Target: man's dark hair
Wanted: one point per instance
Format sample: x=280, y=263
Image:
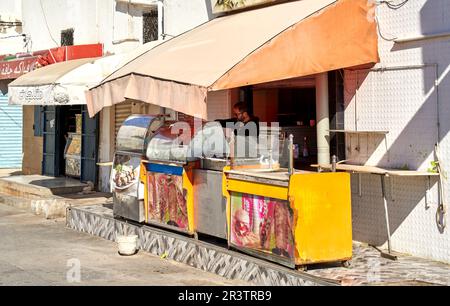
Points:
x=242, y=107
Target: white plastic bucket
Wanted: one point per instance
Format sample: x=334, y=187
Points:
x=127, y=244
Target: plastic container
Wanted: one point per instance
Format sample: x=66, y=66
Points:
x=127, y=244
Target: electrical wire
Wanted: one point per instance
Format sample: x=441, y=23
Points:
x=46, y=23
x=13, y=36
x=392, y=5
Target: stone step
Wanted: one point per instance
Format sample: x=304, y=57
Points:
x=32, y=186
x=54, y=207
x=49, y=208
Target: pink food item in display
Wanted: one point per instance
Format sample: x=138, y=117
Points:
x=241, y=232
x=172, y=201
x=283, y=231
x=162, y=194
x=248, y=206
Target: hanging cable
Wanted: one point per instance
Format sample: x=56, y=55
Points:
x=392, y=5
x=46, y=23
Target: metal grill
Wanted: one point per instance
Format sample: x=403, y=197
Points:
x=67, y=37
x=150, y=26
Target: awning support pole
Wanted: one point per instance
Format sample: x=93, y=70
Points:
x=323, y=120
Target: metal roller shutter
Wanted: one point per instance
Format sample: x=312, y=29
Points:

================================

Task objective: Above are the records; print them all exactly and keep the pictures out.

Answer box:
Target: man's dark hair
Wanted: one point per instance
Format sample: x=280, y=263
Image:
Points:
x=242, y=107
Target: white plastic bucket
Wanted: one point per instance
Format sample: x=334, y=187
Points:
x=127, y=244
Target: plastic container
Wanted: one point per instance
Format sample: x=66, y=66
Points:
x=127, y=244
Target: electrical wire
Wanted: one point per instance
Format sample: x=441, y=23
Points:
x=46, y=23
x=13, y=36
x=392, y=5
Target: stone step
Wanted: one point per instance
Format sample: x=304, y=57
Points:
x=32, y=186
x=54, y=207
x=49, y=208
Target: pink food item in display
Wanted: one point per instance
Format sample: x=138, y=117
Points:
x=241, y=232
x=172, y=201
x=283, y=231
x=162, y=194
x=248, y=206
Target: hanging cable
Wanted: one point per instance
Format sample: x=56, y=55
Points:
x=392, y=5
x=46, y=23
Target: metal grill
Wanted: one point per instance
Format sample: x=403, y=197
Points:
x=67, y=37
x=150, y=26
Target: awning support pole
Wanted: one point per instance
Format sample: x=93, y=70
Points:
x=323, y=120
Target: metal roller shutter
Wanted: one point per instance
Format sample: x=312, y=29
Points:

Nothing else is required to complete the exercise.